:: 数据内容

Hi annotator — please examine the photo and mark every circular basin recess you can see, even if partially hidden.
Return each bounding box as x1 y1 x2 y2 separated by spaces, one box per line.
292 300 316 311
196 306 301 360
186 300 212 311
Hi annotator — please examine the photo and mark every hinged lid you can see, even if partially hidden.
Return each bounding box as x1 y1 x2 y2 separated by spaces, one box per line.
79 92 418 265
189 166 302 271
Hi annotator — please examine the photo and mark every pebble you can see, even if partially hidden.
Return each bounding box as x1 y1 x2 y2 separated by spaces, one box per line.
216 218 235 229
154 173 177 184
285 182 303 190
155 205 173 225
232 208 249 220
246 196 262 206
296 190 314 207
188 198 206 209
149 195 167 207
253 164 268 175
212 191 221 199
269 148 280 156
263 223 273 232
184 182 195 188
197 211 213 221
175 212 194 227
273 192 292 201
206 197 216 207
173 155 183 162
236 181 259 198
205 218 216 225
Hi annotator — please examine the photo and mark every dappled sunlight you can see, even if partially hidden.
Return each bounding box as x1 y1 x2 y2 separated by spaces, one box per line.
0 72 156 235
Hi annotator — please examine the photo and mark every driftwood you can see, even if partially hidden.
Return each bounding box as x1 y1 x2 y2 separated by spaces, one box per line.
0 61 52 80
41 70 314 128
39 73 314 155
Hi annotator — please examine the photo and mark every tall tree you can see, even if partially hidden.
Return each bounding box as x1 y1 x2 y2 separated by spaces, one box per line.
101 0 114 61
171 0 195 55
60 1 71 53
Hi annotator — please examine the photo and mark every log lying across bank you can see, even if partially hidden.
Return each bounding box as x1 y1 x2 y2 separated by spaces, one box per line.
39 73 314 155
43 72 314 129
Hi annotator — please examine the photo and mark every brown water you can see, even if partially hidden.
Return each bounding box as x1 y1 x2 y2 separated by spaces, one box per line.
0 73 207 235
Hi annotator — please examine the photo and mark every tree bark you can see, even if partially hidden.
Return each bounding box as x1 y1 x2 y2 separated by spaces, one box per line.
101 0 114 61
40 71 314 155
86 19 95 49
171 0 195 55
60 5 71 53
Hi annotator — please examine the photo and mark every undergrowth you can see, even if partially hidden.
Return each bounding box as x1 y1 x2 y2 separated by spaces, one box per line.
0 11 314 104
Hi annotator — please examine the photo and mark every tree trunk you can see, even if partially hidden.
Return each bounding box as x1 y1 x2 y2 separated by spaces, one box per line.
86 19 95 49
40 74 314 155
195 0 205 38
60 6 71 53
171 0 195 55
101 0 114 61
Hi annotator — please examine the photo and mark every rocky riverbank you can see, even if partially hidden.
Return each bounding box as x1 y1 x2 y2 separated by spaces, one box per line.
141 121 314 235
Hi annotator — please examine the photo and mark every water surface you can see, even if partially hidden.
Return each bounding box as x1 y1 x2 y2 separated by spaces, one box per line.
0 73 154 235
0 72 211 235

::::

> _任务说明_
把上面所有的行写入一个两列 CSV，列名为"文本"和"答案"。每段文字连同其后的答案占一行，两个字段各用引号括起，字段内的换行改为空格。

> _任务结果_
文本,答案
"Hi annotator — please examine the photo and mark every circular basin recess you can see, even if partially hidden. Return each bounding box as x1 y1 x2 y2 separated by spaces, one box per line.","292 300 316 311 196 306 301 360 186 300 212 311"
"Hi annotator — please examine the photo and mark every hinged lid you can see, even if partially hidden. Return each bounding box as x1 y1 x2 y2 separated by spaces, one box per line.","79 92 418 265 189 166 302 271"
"Hi annotator — please examine the photo and mark every pebble you can see, even if partially hidden. Return each bounding box as x1 y1 x2 y2 separated by spaces, one box per line.","216 218 235 229 154 173 177 184 285 182 303 190 155 205 173 225 232 208 249 220 246 196 262 206 296 190 314 207 188 198 206 209 149 195 167 207 253 164 268 175 212 191 221 199 269 148 280 156 263 223 273 232 184 182 195 188 197 211 213 221 175 212 194 227 273 192 292 201 206 197 216 207 173 155 183 162 236 181 259 198 205 218 216 225"
"Hi annotator — please examine the photo and mark every dappled sunlight you can see, even if partially hidden. Return each bounding box as x1 y1 x2 y2 separated by spaces, one box per line.","0 72 156 235"
"Hi annotator — please examine the photo and mark every driftwood you can see, even if partially hidden. Return each bounding box as x1 y1 x2 y2 separated by spaces, one box per line.","0 61 52 80 41 70 314 128 39 73 314 155"
"Hi annotator — please examine the photo and mark every tall tree you can see, even if partially hidden. Return each bounding box as x1 y1 x2 y2 separated by spaces, one box per line.","101 0 114 61 171 0 195 55 60 1 71 53"
"Hi annotator — please examine the photo and mark every log lying across bank you can see, even if partially hidden. Return each bounding box as x1 y1 x2 y2 separated by spaces, one box per line.","39 73 314 155 43 72 314 129"
"Hi annotator — please examine the photo and mark every brown water you can see, even if partially hidden. Return each bounding box as x1 y1 x2 y2 separated by spaces, one box per line.","0 73 207 235"
"Hi annotator — please examine the photo and mark every tree bark you can see, even if partially hidden. Return each bounding box as x1 y1 x2 y2 separated by spaces, one box per line.","101 0 114 61 40 71 314 155 86 19 95 49 171 0 195 55 60 5 71 53"
"Hi annotator — please examine the photo and mark every undergrowth you can see, even if partially hidden. Return each bounding box as x1 y1 x2 y2 separated by spaces, one box per line.","0 11 314 104"
"Hi annotator — please examine the photo and mark every tree trunk you can see, even if partially hidden. Return each bounding box as x1 y1 x2 y2 separated by spaces, one box per line.","86 19 95 49 40 74 314 155 195 0 205 38 60 6 71 53 171 0 195 55 101 0 114 61"
"Hi annotator — please examine the photo and mark every rocky riverbank you can see, even if partially hidden. Return each bounding box as x1 y1 x2 y2 separated by spaces, one box per line.","141 121 314 235"
"Hi annotator — please examine the photo and mark every water surface you can see, even if partially hidden. Return each bounding box as x1 y1 x2 y2 separated by spaces, one box per line.","0 73 154 235 0 72 211 235"